--- Travail demandé ---
Dans le texte sur la comparaison des architectures de véhicules, combien d'architectures sont comparées ? Répondez en une phrase, s'il vous plaît.

5 . Comparaison des architectures
Le tableau ci-dessous reprend et complète les
éléments des trois messages précédents pour tenter une synthèse des avantages
et inconvénients des six architectures de véhicules alternatifs sans émission
locale ni carburants fossiles envisagés précédemment. Toutes sont basés sur
l’énergie électrique utilisée soit directement, soit via le vecteur hydrogène
produit par électrolyse.
5.1. Infrastructures d’énergie électrique – Situation
générale
5.1.1. Selon l’architecture utilisée, le besoin
énergétique du parc routier national est donné ci-dessous. Ses ordres de
grandeur monstrueux parlant peu, il est préférable de les exprimer de façon
plus concrète :
- En 3ème ligne, en pourcentage
d’augmentation de la production électrique nationale actuelle. Selon les cas,
elle est susceptible de doubler.
- En dernière ligne, en nombre de réacteurs
nucléaires EPR de 1,9 Gw (à construire) utilisés à 80% sur une année complète.
5.1.2. De tels ordres de grandeur posent beaucoup de
questions sur l’avenir général de l’énergie. Sans traiter ici ce sujet beaucoup
trop vaste et complexe, rappelons les principales évolutions probables en
France, positives ou négatives :
- Raréfaction des hydrocarbures
fossiles, liquides et gazeux, par épuisement et renchérissement progressif.
- Selon le GIEC, nécessité de
réduire les émissions de CO2 conduisant à des restrictions d’usage
de tous les combustibles fossiles carbonés, charbon et lignite en tête.

--- Partie données ---
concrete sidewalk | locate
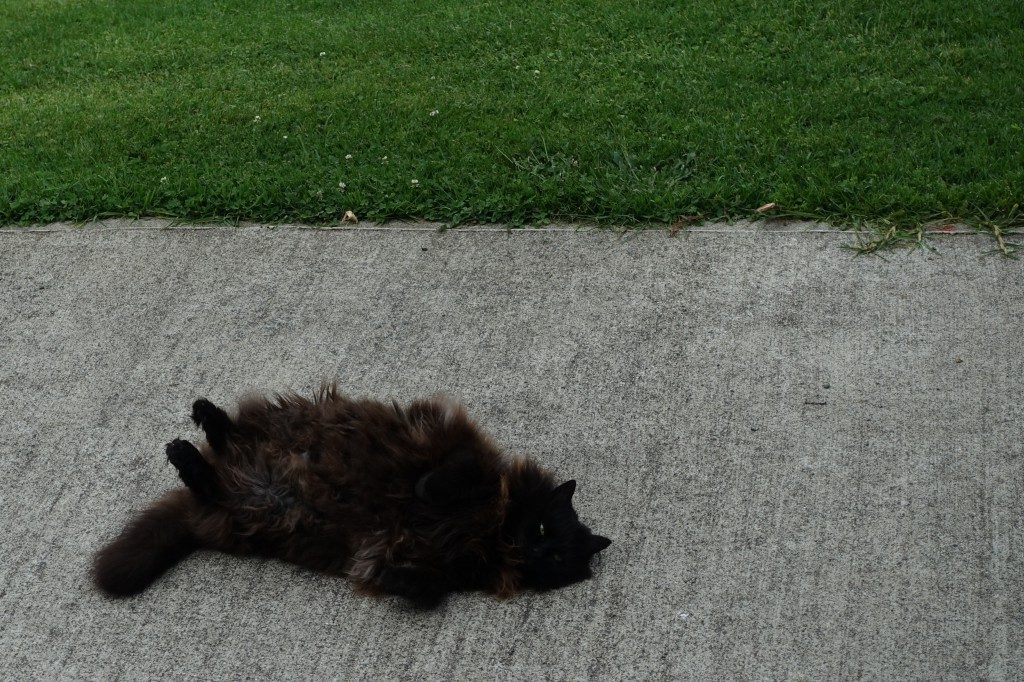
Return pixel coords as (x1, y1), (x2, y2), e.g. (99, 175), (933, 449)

--- Exercice réalisé ---
Six architectures de véhicules alternatifs sans émission locale ni carburants fossiles sont comparées.